#### [Problem description]
Repeat the span of the entries below that starts at the line with "Presence check: is any blurred green" and ends at the line with "Presence check: is any blade", nothing more. Skip the pictures.

#### [Excerpted data]
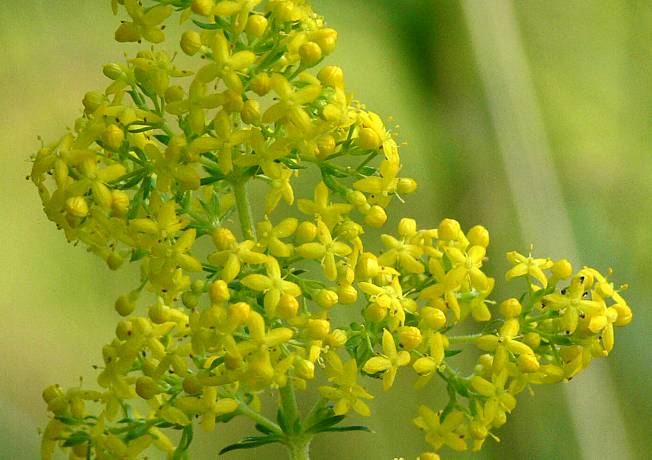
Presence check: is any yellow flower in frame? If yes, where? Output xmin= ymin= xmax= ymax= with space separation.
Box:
xmin=265 ymin=162 xmax=296 ymax=214
xmin=352 ymin=159 xmax=401 ymax=207
xmin=363 ymin=329 xmax=411 ymax=390
xmin=114 ymin=0 xmax=172 ymax=44
xmin=319 ymin=353 xmax=374 ymax=416
xmin=241 ymin=257 xmax=302 ymax=316
xmin=262 ymin=73 xmax=322 ymax=131
xmin=445 ymin=245 xmax=489 ymax=290
xmin=470 ymin=369 xmax=516 ymax=427
xmin=298 ymin=181 xmax=353 ymax=229
xmin=505 ymin=249 xmax=553 ymax=287
xmin=296 ymin=218 xmax=352 ymax=280
xmin=414 ymin=406 xmax=468 ymax=452
xmin=176 ymin=387 xmax=238 ymax=432
xmin=254 ymin=217 xmax=298 ymax=257
xmin=413 ymin=332 xmax=446 ymax=389
xmin=195 ymin=30 xmax=256 ymax=93
xmin=475 ymin=318 xmax=535 ymax=373
xmin=208 ymin=239 xmax=268 ymax=282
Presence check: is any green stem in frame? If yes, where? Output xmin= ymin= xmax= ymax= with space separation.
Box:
xmin=447 ymin=333 xmax=482 ymax=344
xmin=286 ymin=435 xmax=311 ymax=460
xmin=237 ymin=403 xmax=283 ymax=436
xmin=279 ymin=376 xmax=300 ymax=430
xmin=233 ymin=177 xmax=256 ymax=240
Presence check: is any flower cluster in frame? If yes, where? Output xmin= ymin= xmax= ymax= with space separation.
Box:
xmin=31 ymin=1 xmax=632 ymax=459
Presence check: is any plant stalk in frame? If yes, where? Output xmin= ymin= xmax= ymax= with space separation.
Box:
xmin=233 ymin=176 xmax=256 ymax=240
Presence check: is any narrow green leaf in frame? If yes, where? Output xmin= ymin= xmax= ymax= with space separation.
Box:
xmin=444 ymin=349 xmax=463 ymax=358
xmin=305 ymin=415 xmax=345 ymax=434
xmin=316 ymin=425 xmax=372 ymax=433
xmin=218 ymin=435 xmax=280 ymax=455
xmin=62 ymin=431 xmax=90 ymax=447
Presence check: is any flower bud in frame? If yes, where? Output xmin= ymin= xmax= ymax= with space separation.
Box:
xmin=103 ymin=124 xmax=124 ymax=150
xmin=182 ymin=291 xmax=199 ymax=309
xmin=421 ymin=306 xmax=446 ymax=330
xmin=114 ymin=293 xmax=136 ymax=316
xmin=165 ymin=85 xmax=185 ymax=103
xmin=398 ymin=326 xmax=422 ymax=351
xmin=397 ymin=177 xmax=418 ymax=195
xmin=42 ymin=384 xmax=64 ymax=404
xmin=149 ymin=303 xmax=170 ymax=323
xmin=209 ymin=280 xmax=230 ymax=304
xmin=82 ymin=91 xmax=104 ymax=113
xmin=241 ymin=99 xmax=261 ymax=125
xmin=249 ymin=73 xmax=271 ymax=96
xmin=337 ymin=283 xmax=358 ymax=304
xmin=318 ymin=65 xmax=344 ymax=88
xmin=413 ymin=357 xmax=437 ymax=376
xmin=182 ymin=375 xmax=203 ymax=394
xmin=102 ymin=63 xmax=124 ymax=80
xmin=310 ymin=28 xmax=337 ymax=55
xmin=65 ymin=196 xmax=89 ymax=218
xmin=357 ymin=127 xmax=381 ymax=150
xmin=299 ymin=41 xmax=322 ymax=66
xmin=212 ymin=227 xmax=236 ymax=249
xmin=325 ymin=329 xmax=348 ymax=348
xmin=356 ymin=252 xmax=380 ymax=279
xmin=115 ymin=319 xmax=133 ymax=340
xmin=180 ymin=30 xmax=202 ymax=56
xmin=191 ymin=279 xmax=206 ymax=294
xmin=398 ymin=218 xmax=417 ymax=237
xmin=191 ymin=0 xmax=214 ymax=16
xmin=364 ymin=205 xmax=387 ymax=227
xmin=246 ymin=14 xmax=268 ymax=38
xmin=135 ymin=376 xmax=160 ymax=400
xmin=467 ymin=225 xmax=490 ymax=248
xmin=551 ymin=259 xmax=573 ymax=280
xmin=366 ymin=302 xmax=388 ymax=322
xmin=475 ymin=335 xmax=499 ymax=351
xmin=222 ymin=90 xmax=243 ymax=113
xmin=317 ymin=134 xmax=336 ymax=157
xmin=313 ymin=289 xmax=338 ymax=309
xmin=111 ymin=190 xmax=130 ymax=216
xmin=295 ymin=221 xmax=318 ymax=243
xmin=106 ymin=252 xmax=123 ymax=270
xmin=346 ymin=190 xmax=367 ymax=207
xmin=294 ymin=358 xmax=315 ymax=380
xmin=499 ymin=298 xmax=522 ymax=318
xmin=438 ymin=218 xmax=461 ymax=241
xmin=523 ymin=332 xmax=541 ymax=350
xmin=277 ymin=294 xmax=299 ymax=318
xmin=517 ymin=353 xmax=540 ymax=373
xmin=307 ymin=319 xmax=330 ymax=340
xmin=418 ymin=453 xmax=440 ymax=460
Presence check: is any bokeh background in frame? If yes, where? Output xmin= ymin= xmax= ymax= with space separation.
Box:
xmin=2 ymin=1 xmax=651 ymax=459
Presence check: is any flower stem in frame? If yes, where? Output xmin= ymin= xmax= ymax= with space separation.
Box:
xmin=279 ymin=376 xmax=300 ymax=429
xmin=237 ymin=403 xmax=283 ymax=436
xmin=447 ymin=333 xmax=482 ymax=344
xmin=233 ymin=176 xmax=256 ymax=240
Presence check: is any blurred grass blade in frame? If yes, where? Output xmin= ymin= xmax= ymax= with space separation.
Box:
xmin=461 ymin=1 xmax=632 ymax=459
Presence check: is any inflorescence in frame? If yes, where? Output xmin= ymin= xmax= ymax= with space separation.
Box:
xmin=31 ymin=1 xmax=633 ymax=459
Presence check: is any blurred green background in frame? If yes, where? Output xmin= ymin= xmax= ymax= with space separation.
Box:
xmin=2 ymin=1 xmax=651 ymax=459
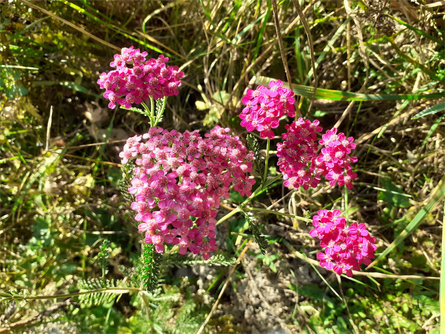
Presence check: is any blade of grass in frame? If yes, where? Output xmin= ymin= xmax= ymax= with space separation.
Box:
xmin=421 ymin=114 xmax=445 ymax=150
xmin=61 ymin=0 xmax=167 ymax=55
xmin=294 ymin=26 xmax=304 ymax=84
xmin=367 ymin=175 xmax=445 ymax=269
xmin=232 ymin=13 xmax=266 ymax=45
xmin=21 ymin=0 xmax=120 ymax=51
xmin=310 ymin=262 xmax=343 ymax=301
xmin=253 ymin=1 xmax=272 ymax=60
xmin=441 ymin=199 xmax=445 ymax=331
xmin=136 ymin=31 xmax=185 ymax=59
xmin=256 ymin=76 xmax=445 ymax=101
xmin=385 ymin=36 xmax=442 ymax=81
xmin=222 ymin=0 xmax=243 ymax=34
xmin=304 ymin=17 xmax=351 ymax=85
xmin=0 ymin=65 xmax=39 ymax=71
xmin=0 ymin=156 xmax=20 ymax=164
xmin=292 ymin=0 xmax=317 ymax=113
xmin=199 ymin=0 xmax=213 ymax=25
xmin=388 ymin=14 xmax=444 ymax=46
xmin=412 ymin=101 xmax=445 ymax=119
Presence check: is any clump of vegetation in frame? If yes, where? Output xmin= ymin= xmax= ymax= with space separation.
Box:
xmin=1 ymin=1 xmax=444 ymax=333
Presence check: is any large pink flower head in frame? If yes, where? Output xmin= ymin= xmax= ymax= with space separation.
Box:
xmin=277 ymin=119 xmax=358 ymax=190
xmin=310 ymin=209 xmax=376 ymax=277
xmin=97 ymin=46 xmax=184 ymax=109
xmin=119 ymin=126 xmax=255 ymax=259
xmin=240 ymin=80 xmax=295 ymax=139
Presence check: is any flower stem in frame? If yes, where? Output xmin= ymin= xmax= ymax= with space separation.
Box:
xmin=150 ymin=97 xmax=155 ymax=124
xmin=262 ymin=138 xmax=271 ymax=186
xmin=246 ymin=207 xmax=311 ymax=222
xmin=217 ymin=175 xmax=282 ymax=226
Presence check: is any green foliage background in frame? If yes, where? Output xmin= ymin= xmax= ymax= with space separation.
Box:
xmin=0 ymin=0 xmax=444 ymax=333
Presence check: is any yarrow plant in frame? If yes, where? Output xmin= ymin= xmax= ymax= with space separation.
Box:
xmin=309 ymin=210 xmax=376 ymax=277
xmin=95 ymin=47 xmax=374 ymax=275
xmin=240 ymin=80 xmax=295 ymax=139
xmin=119 ymin=126 xmax=255 ymax=259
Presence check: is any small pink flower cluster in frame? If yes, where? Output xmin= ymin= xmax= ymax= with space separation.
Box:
xmin=97 ymin=46 xmax=184 ymax=109
xmin=240 ymin=80 xmax=295 ymax=139
xmin=277 ymin=119 xmax=358 ymax=190
xmin=317 ymin=128 xmax=358 ymax=189
xmin=277 ymin=118 xmax=323 ymax=190
xmin=309 ymin=210 xmax=376 ymax=277
xmin=119 ymin=126 xmax=256 ymax=259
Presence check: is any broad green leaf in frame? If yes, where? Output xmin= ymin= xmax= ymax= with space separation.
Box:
xmin=377 ymin=178 xmax=411 ymax=208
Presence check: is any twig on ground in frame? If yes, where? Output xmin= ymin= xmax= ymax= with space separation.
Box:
xmin=196 ymin=240 xmax=252 ymax=334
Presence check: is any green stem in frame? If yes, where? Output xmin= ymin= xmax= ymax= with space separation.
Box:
xmin=262 ymin=138 xmax=271 ymax=185
xmin=150 ymin=97 xmax=155 ymax=122
xmin=247 ymin=207 xmax=311 ymax=222
xmin=440 ymin=199 xmax=445 ymax=330
xmin=217 ymin=175 xmax=282 ymax=226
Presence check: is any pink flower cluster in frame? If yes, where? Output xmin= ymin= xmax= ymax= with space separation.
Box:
xmin=119 ymin=126 xmax=256 ymax=259
xmin=309 ymin=210 xmax=376 ymax=277
xmin=277 ymin=119 xmax=358 ymax=190
xmin=277 ymin=118 xmax=323 ymax=190
xmin=317 ymin=128 xmax=358 ymax=188
xmin=240 ymin=80 xmax=295 ymax=139
xmin=97 ymin=46 xmax=184 ymax=109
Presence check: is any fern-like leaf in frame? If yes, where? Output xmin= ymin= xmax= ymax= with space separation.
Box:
xmin=247 ymin=134 xmax=263 ymax=177
xmin=77 ymin=278 xmax=127 ymax=307
xmin=244 ymin=212 xmax=268 ymax=254
xmin=163 ymin=252 xmax=236 ymax=267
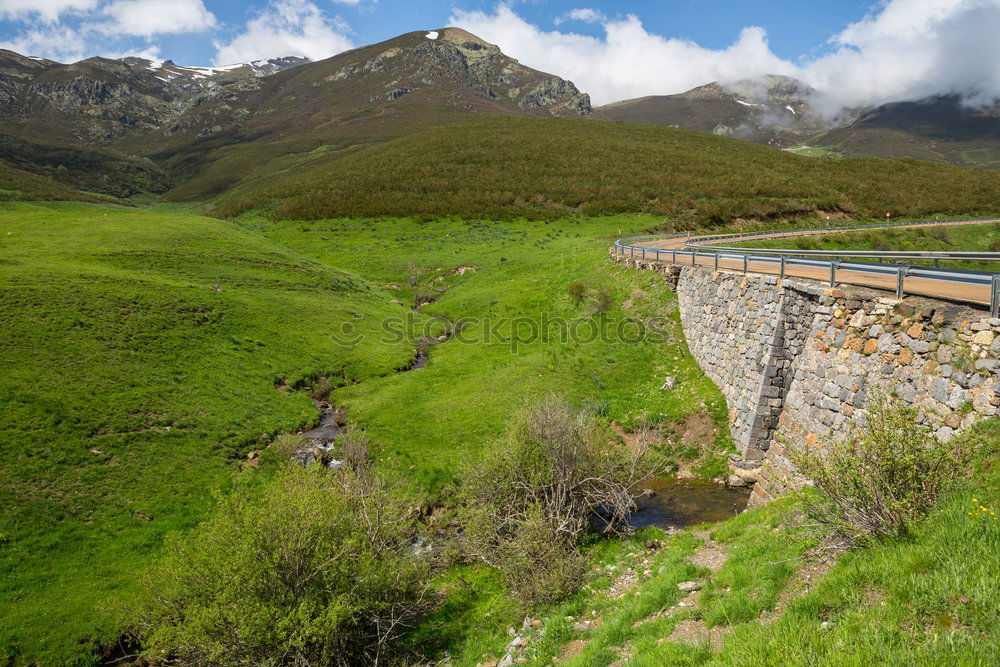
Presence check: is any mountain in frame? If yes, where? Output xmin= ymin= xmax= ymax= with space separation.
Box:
xmin=0 ymin=48 xmax=310 ymax=197
xmin=0 ymin=50 xmax=308 ymax=144
xmin=595 ymin=75 xmax=826 ymax=147
xmin=149 ymin=28 xmax=591 ymax=200
xmin=5 ymin=28 xmax=1000 ymax=206
xmin=809 ymin=95 xmax=1000 ymax=169
xmin=0 ymin=28 xmax=590 ymax=200
xmin=596 ymin=78 xmax=1000 ymax=168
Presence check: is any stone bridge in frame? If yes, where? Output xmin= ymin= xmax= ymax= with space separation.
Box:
xmin=614 ymin=255 xmax=1000 ymax=506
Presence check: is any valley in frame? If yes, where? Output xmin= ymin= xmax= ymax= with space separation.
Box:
xmin=1 ymin=15 xmax=1000 ymax=667
xmin=0 ymin=204 xmax=731 ymax=662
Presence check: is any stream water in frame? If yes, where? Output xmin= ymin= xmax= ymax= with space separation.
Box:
xmin=296 ymin=403 xmax=344 ymax=467
xmin=629 ymin=476 xmax=750 ymax=530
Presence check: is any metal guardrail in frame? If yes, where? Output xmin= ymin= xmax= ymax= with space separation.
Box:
xmin=613 ymin=218 xmax=1000 ymax=316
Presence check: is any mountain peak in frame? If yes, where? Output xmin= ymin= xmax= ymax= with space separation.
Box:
xmin=596 ymin=74 xmax=822 ymax=146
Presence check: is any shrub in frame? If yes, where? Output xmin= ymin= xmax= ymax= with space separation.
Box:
xmin=492 ymin=507 xmax=588 ymax=608
xmin=132 ymin=462 xmax=427 ymax=666
xmin=588 ymin=284 xmax=616 ymax=313
xmin=267 ymin=433 xmax=309 ymax=462
xmin=308 ymin=374 xmax=336 ymax=400
xmin=461 ymin=396 xmax=650 ymax=605
xmin=336 ymin=426 xmax=374 ymax=472
xmin=567 ymin=280 xmax=589 ymax=305
xmin=791 ymin=397 xmax=971 ymax=544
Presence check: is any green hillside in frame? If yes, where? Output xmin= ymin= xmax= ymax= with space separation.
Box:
xmin=0 ymin=204 xmax=730 ymax=663
xmin=215 ymin=117 xmax=1000 ymax=223
xmin=0 ymin=160 xmax=113 ymax=203
xmin=0 ymin=202 xmax=415 ymax=661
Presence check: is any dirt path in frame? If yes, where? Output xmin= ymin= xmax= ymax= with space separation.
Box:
xmin=627 ymin=219 xmax=1000 ymax=307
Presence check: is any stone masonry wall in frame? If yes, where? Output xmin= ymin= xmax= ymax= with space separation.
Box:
xmin=753 ymin=292 xmax=1000 ymax=505
xmin=674 ymin=267 xmax=820 ymax=458
xmin=612 ymin=251 xmax=1000 ymax=507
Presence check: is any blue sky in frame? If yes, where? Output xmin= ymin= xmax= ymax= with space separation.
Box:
xmin=0 ymin=1 xmax=873 ymax=66
xmin=2 ymin=1 xmax=998 ymax=108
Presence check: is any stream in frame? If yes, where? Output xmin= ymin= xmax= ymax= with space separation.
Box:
xmin=296 ymin=402 xmax=344 ymax=467
xmin=293 ymin=267 xmax=746 ymax=531
xmin=628 ymin=476 xmax=750 ymax=530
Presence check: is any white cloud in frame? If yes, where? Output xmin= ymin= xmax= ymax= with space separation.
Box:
xmin=451 ymin=1 xmax=1000 ymax=112
xmin=450 ymin=4 xmax=796 ymax=105
xmin=0 ymin=0 xmax=216 ymax=62
xmin=803 ymin=0 xmax=1000 ymax=110
xmin=0 ymin=24 xmax=90 ymax=61
xmin=0 ymin=0 xmax=99 ymax=23
xmin=555 ymin=7 xmax=605 ymax=25
xmin=97 ymin=0 xmax=217 ymax=37
xmin=212 ymin=0 xmax=354 ymax=65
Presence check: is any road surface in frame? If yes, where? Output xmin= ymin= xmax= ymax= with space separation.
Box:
xmin=625 ymin=219 xmax=1000 ymax=308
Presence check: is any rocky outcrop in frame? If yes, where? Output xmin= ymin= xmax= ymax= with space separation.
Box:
xmin=339 ymin=28 xmax=591 ymax=117
xmin=26 ymin=78 xmax=170 ymax=138
xmin=0 ymin=51 xmax=306 ymax=143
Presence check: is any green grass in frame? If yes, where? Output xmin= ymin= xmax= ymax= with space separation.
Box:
xmin=436 ymin=454 xmax=999 ymax=666
xmin=214 ymin=117 xmax=1000 ymax=224
xmin=247 ymin=214 xmax=733 ymax=492
xmin=5 ymin=199 xmax=997 ymax=665
xmin=0 ymin=202 xmax=414 ymax=663
xmin=742 ymin=221 xmax=1000 ymax=272
xmin=1 ymin=205 xmax=730 ymax=663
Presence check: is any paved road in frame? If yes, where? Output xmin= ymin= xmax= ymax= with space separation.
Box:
xmin=627 ymin=220 xmax=1000 ymax=308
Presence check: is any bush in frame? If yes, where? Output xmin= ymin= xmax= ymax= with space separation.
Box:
xmin=267 ymin=433 xmax=309 ymax=462
xmin=336 ymin=427 xmax=374 ymax=472
xmin=791 ymin=397 xmax=971 ymax=544
xmin=132 ymin=462 xmax=427 ymax=666
xmin=461 ymin=396 xmax=650 ymax=605
xmin=492 ymin=508 xmax=588 ymax=608
xmin=588 ymin=284 xmax=616 ymax=313
xmin=567 ymin=280 xmax=589 ymax=305
xmin=308 ymin=374 xmax=336 ymax=400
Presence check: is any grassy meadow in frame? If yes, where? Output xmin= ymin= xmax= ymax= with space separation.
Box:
xmin=0 ymin=203 xmax=730 ymax=663
xmin=249 ymin=215 xmax=733 ymax=491
xmin=0 ymin=202 xmax=412 ymax=661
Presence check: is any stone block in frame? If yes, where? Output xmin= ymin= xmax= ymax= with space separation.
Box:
xmin=974 ymin=330 xmax=995 ymax=347
xmin=976 ymin=359 xmax=997 ymax=372
xmin=906 ymin=323 xmax=925 ymax=339
xmin=930 ymin=377 xmax=951 ymax=404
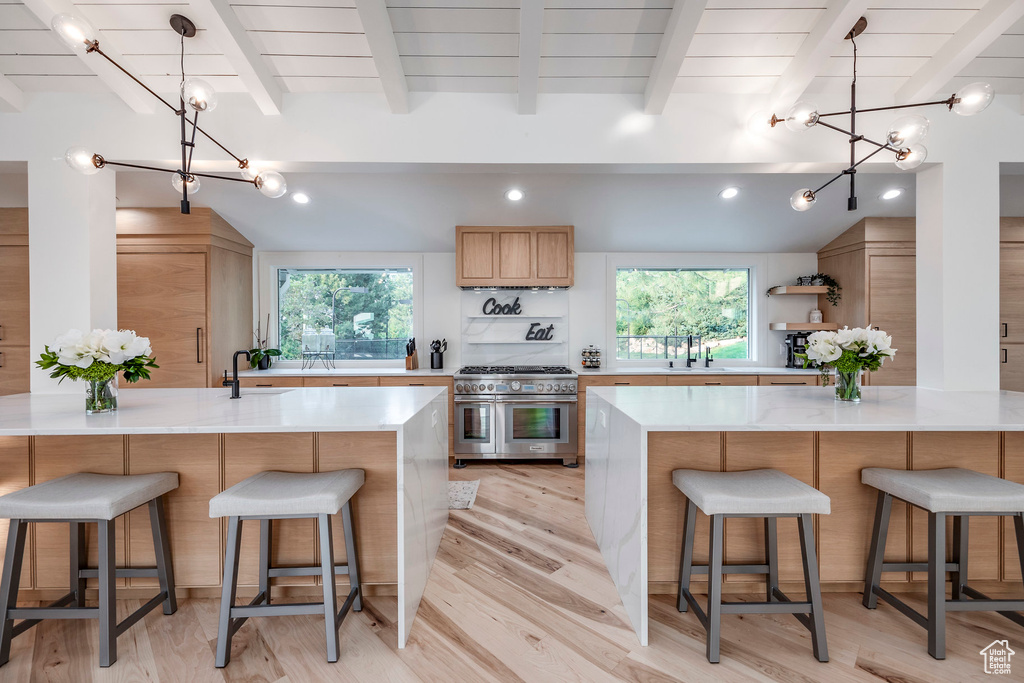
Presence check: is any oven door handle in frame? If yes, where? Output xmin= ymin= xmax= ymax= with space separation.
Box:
xmin=494 ymin=399 xmax=577 ymax=405
xmin=454 ymin=397 xmax=496 ymax=404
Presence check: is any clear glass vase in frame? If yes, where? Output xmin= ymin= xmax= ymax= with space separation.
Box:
xmin=834 ymin=369 xmax=862 ymax=402
xmin=85 ymin=378 xmax=118 ymax=414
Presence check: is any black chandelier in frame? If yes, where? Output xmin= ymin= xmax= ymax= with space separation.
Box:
xmin=770 ymin=17 xmax=994 ymax=212
xmin=52 ymin=13 xmax=286 ymax=215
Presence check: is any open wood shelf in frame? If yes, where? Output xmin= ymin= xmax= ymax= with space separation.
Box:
xmin=768 ymin=285 xmax=829 ymax=295
xmin=769 ymin=322 xmax=839 ymax=331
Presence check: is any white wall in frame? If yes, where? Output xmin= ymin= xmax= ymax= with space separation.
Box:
xmin=258 ymin=249 xmax=816 ymax=371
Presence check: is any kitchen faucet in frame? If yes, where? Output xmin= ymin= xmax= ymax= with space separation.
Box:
xmin=704 ymin=347 xmax=714 ymax=368
xmin=685 ymin=335 xmax=699 ymax=368
xmin=223 ymin=350 xmax=251 ymax=399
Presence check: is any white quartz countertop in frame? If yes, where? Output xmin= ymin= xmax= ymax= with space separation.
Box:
xmin=577 ymin=366 xmax=819 ymax=376
xmin=589 ymin=385 xmax=1024 ymax=431
xmin=238 ymin=367 xmax=454 ymax=378
xmin=0 ymin=387 xmax=447 ymax=436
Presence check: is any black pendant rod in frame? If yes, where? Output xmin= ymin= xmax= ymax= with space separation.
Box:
xmin=817 ymin=98 xmax=957 ymax=119
xmin=100 ymin=160 xmax=256 ymax=184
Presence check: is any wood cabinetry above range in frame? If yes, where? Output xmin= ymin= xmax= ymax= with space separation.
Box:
xmin=456 ymin=225 xmax=574 ymax=288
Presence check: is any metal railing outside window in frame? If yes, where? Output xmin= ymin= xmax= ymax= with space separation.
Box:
xmin=616 ymin=335 xmax=702 ymax=360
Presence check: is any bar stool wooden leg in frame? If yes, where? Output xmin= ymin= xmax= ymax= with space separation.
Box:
xmin=258 ymin=519 xmax=272 ymax=606
xmin=863 ymin=491 xmax=892 ymax=609
xmin=927 ymin=512 xmax=947 ymax=660
xmin=0 ymin=519 xmax=26 ymax=667
xmin=1014 ymin=513 xmax=1024 ymax=580
xmin=951 ymin=515 xmax=969 ymax=601
xmin=216 ymin=516 xmax=243 ymax=668
xmin=798 ymin=513 xmax=829 ymax=662
xmin=318 ymin=514 xmax=340 ymax=663
xmin=706 ymin=514 xmax=724 ymax=664
xmin=765 ymin=517 xmax=779 ymax=603
xmin=677 ymin=499 xmax=696 ymax=612
xmin=69 ymin=522 xmax=86 ymax=608
xmin=341 ymin=501 xmax=362 ymax=612
xmin=148 ymin=497 xmax=177 ymax=615
xmin=98 ymin=519 xmax=117 ymax=667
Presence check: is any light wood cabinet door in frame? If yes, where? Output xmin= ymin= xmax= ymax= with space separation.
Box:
xmin=497 ymin=229 xmax=533 ymax=283
xmin=1002 ymin=345 xmax=1024 ymax=392
xmin=128 ymin=434 xmax=221 ymax=588
xmin=118 ymin=252 xmax=208 ymax=388
xmin=666 ymin=375 xmax=757 ymax=386
xmin=456 ymin=226 xmax=573 ymax=287
xmin=1001 ymin=247 xmax=1024 ymax=343
xmin=456 ymin=228 xmax=496 ymax=285
xmin=239 ymin=377 xmax=304 ymax=388
xmin=224 ymin=433 xmax=316 ymax=586
xmin=867 ymin=254 xmax=916 ymax=385
xmin=535 ymin=229 xmax=573 ymax=286
xmin=724 ymin=432 xmax=815 ymax=583
xmin=0 ymin=437 xmax=31 ymax=590
xmin=0 ymin=346 xmax=30 ymax=396
xmin=757 ymin=375 xmax=818 ymax=386
xmin=303 ymin=376 xmax=380 ymax=387
xmin=0 ymin=246 xmax=29 ymax=346
xmin=911 ymin=432 xmax=1000 ymax=581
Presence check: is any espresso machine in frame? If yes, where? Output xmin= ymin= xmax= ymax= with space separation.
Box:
xmin=785 ymin=333 xmax=813 ymax=368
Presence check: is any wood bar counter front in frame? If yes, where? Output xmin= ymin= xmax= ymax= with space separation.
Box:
xmin=0 ymin=387 xmax=450 ymax=647
xmin=585 ymin=385 xmax=1024 ymax=646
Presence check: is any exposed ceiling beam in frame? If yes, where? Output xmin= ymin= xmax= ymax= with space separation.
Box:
xmin=897 ymin=0 xmax=1024 ymax=103
xmin=355 ymin=0 xmax=408 ymax=114
xmin=644 ymin=0 xmax=707 ymax=115
xmin=187 ymin=0 xmax=283 ymax=116
xmin=0 ymin=73 xmax=25 ymax=113
xmin=518 ymin=0 xmax=544 ymax=115
xmin=21 ymin=0 xmax=155 ymax=114
xmin=768 ymin=0 xmax=870 ymax=114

#### [Response]
Presence check: is any blurred green background in frame? If yes, where? Output xmin= ymin= xmax= ymax= with space separation.
Box:
xmin=2 ymin=1 xmax=651 ymax=459
Presence check: is any blade of grass in frame? If yes, where? Output xmin= ymin= xmax= ymax= with space separation.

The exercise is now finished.